--- start of Provided text ---
I am interested in purchasing a farmhouse but have discovered that it is subject to a planning condition which restricts the occupation of the dwelling to somebody employed in agriculture. There is only a small amount of land with the property and I am intending to have horses grazing on the land but do not intend to farm. I am concerned therefore that I will not be allowed to occupy the property. Is this true and can such restrictions be lifted?
The wording of such planning conditions [known as agricultural occupancy conditions] varies from property to property with subtle differences in the wording which can have significant implications. Therefore whether your proposed occupation of the property would be a breach of the planning condition will depend on the particular facts of each case and expert advice should be taken from planning consultants such as White and Sons. It is possible to have conditions varied for example to include agriculture and equestrian use. It is also possible to remove such conditions completely. If the condition has already been breached for 10 years or more by previous occupiers it may be possible to remove it as of legal right by obtaining a Lawful Use Certificate. It is also possible to seek the removal of such conditions by way of a planning application if it can be demonstrated that the condition has outlived its usefulness. Policy guidance indicates that the preferred method of demonstrating this is through a process of marketing the property at a price which fairly reflects the existence of the condition and failing to sell it for a period of not less than 6 months. This demonstrates that there is nobody in the market place who could comply with the condition. However this specialist exercise needs to be undertaken by a suitably qualified agent. The marketing process needs to be targeted and transparent. White and Sons regularly advise in such cases.
Are White & Sons members of a professional body or organisation? I am looking for a professionally regulated Estate Agent on the advice of my Solicitor.
Yes, not only are we regulated by the Ombudsman and the Royal Institution of Chartered Surveyors, but we are also members of the National Association of Estate Agents. We actively encourage all our negotiators to qualify as members which involves them passing exams covering the law and technical issues. This ensure the highest level of competence from our staff.
--- end of Provided text ---
--- start of Information shown ---
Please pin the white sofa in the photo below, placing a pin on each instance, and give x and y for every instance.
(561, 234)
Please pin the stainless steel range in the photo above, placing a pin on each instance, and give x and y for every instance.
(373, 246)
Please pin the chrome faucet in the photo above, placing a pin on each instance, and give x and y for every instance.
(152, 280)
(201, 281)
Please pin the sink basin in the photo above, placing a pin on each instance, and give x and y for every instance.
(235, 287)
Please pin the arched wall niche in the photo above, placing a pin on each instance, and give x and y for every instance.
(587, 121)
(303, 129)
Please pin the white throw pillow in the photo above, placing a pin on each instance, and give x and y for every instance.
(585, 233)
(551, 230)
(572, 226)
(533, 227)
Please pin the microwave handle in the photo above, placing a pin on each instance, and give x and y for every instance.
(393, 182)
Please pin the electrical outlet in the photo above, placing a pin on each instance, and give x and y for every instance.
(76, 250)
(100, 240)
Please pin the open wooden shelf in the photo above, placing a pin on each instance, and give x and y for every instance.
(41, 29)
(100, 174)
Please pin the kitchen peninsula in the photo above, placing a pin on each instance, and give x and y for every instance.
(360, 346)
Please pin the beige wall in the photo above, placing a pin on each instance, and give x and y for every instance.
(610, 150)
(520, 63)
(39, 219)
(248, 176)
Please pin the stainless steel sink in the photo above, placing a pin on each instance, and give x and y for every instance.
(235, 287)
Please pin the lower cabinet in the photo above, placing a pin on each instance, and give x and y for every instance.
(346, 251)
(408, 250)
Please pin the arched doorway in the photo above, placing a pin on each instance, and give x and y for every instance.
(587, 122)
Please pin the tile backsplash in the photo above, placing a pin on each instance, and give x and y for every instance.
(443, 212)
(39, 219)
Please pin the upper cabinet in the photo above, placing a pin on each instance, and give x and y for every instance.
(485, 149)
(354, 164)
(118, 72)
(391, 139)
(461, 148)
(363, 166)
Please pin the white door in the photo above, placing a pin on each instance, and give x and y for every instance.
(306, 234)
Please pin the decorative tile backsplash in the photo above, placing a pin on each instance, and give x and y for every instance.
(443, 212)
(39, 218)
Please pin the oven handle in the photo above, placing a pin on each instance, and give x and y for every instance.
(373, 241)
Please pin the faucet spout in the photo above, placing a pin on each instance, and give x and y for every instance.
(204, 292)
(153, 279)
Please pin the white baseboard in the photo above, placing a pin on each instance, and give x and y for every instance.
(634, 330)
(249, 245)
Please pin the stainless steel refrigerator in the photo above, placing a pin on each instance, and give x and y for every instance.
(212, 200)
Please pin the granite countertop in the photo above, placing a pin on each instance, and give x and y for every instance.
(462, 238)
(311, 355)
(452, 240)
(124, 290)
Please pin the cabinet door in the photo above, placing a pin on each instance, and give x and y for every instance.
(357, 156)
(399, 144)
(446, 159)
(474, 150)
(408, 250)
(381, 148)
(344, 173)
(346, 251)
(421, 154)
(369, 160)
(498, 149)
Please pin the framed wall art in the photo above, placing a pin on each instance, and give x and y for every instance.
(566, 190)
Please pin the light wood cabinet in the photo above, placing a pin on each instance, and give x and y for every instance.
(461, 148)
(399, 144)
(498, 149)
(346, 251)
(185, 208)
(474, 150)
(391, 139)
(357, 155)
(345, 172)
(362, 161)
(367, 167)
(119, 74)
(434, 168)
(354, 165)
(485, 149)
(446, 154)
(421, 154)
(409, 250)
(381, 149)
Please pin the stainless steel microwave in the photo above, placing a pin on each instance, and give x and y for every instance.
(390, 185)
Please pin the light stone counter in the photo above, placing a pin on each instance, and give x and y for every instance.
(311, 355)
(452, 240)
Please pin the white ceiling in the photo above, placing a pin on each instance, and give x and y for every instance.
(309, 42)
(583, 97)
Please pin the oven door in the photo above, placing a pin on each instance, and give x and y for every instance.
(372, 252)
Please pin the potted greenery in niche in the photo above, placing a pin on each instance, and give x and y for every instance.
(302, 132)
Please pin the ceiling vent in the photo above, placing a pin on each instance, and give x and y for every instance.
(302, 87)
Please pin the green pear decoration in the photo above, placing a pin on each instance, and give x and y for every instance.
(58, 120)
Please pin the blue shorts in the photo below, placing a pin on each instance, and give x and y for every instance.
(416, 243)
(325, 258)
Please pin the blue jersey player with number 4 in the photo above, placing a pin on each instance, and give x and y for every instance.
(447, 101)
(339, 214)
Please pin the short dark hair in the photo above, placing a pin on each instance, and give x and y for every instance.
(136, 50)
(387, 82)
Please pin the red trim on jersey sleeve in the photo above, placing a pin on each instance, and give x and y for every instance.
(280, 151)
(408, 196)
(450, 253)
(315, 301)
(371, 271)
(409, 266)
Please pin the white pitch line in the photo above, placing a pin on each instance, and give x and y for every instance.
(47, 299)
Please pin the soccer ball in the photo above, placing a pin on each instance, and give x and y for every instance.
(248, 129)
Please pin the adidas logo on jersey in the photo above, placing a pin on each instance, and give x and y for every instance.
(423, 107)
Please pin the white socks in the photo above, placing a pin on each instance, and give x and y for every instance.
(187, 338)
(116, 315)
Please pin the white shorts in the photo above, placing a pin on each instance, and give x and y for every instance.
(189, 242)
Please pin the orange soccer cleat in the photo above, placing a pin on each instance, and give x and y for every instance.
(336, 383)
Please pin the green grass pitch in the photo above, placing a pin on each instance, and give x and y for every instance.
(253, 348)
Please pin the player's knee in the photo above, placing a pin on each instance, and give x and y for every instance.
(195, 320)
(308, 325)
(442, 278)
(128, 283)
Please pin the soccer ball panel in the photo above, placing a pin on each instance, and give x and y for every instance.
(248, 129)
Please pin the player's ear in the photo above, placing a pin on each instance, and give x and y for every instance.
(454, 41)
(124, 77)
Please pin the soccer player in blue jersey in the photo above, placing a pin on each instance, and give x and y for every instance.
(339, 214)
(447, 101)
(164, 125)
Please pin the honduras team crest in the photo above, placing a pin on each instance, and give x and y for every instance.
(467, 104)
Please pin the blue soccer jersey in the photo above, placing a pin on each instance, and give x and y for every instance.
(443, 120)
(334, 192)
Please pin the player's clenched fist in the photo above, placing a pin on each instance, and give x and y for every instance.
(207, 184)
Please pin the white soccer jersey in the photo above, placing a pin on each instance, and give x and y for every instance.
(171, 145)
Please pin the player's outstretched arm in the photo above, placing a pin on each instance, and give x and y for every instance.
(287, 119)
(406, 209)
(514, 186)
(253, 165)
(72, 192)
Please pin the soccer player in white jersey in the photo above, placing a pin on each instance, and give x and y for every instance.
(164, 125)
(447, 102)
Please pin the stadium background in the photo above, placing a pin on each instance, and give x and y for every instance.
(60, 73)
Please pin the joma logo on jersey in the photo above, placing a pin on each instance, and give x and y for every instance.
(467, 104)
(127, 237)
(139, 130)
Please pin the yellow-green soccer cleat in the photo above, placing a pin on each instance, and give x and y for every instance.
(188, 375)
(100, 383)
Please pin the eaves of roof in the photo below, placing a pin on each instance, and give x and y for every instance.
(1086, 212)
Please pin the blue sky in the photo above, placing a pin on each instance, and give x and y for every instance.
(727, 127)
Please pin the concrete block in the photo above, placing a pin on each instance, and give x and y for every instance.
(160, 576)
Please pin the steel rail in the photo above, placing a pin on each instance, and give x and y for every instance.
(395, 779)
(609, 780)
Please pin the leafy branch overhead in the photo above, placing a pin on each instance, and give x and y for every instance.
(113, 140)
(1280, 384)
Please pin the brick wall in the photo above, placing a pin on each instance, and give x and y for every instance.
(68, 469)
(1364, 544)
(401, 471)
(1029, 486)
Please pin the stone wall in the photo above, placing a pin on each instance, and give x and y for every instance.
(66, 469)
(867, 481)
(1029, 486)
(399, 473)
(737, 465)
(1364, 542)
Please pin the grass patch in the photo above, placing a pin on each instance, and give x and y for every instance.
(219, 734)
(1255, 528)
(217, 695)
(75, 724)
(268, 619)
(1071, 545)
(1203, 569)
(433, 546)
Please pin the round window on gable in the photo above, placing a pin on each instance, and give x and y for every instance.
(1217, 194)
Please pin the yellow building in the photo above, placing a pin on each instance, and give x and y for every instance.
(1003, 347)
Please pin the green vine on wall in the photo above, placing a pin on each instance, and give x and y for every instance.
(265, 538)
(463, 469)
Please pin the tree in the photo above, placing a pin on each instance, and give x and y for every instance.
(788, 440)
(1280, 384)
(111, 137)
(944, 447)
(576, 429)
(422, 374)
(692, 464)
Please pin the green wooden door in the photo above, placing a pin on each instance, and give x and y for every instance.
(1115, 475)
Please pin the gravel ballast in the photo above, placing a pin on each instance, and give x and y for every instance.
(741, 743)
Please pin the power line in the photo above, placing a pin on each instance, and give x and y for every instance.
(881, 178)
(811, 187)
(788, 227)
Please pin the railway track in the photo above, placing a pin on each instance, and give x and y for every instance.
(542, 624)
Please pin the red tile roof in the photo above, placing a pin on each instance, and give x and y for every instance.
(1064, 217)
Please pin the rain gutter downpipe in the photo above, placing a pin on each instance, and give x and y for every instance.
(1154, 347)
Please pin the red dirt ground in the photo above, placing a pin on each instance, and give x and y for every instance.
--- end of Information shown ---
## Given exercise 1
According to the text on agricultural occupancy conditions, what is the minimum period a property must be marketed without selling to demonstrate that the condition has outlived its usefulness?
## Given exercise 2
List every organization that the text on agricultural occupancy conditions names as regulating White and Sons or as having the firm among its members.

## Exercise output 1
Not less than 6 months.

## Exercise output 2
- the Ombudsman
- the Royal Institution of Chartered Surveyors
- the National Association of Estate Agents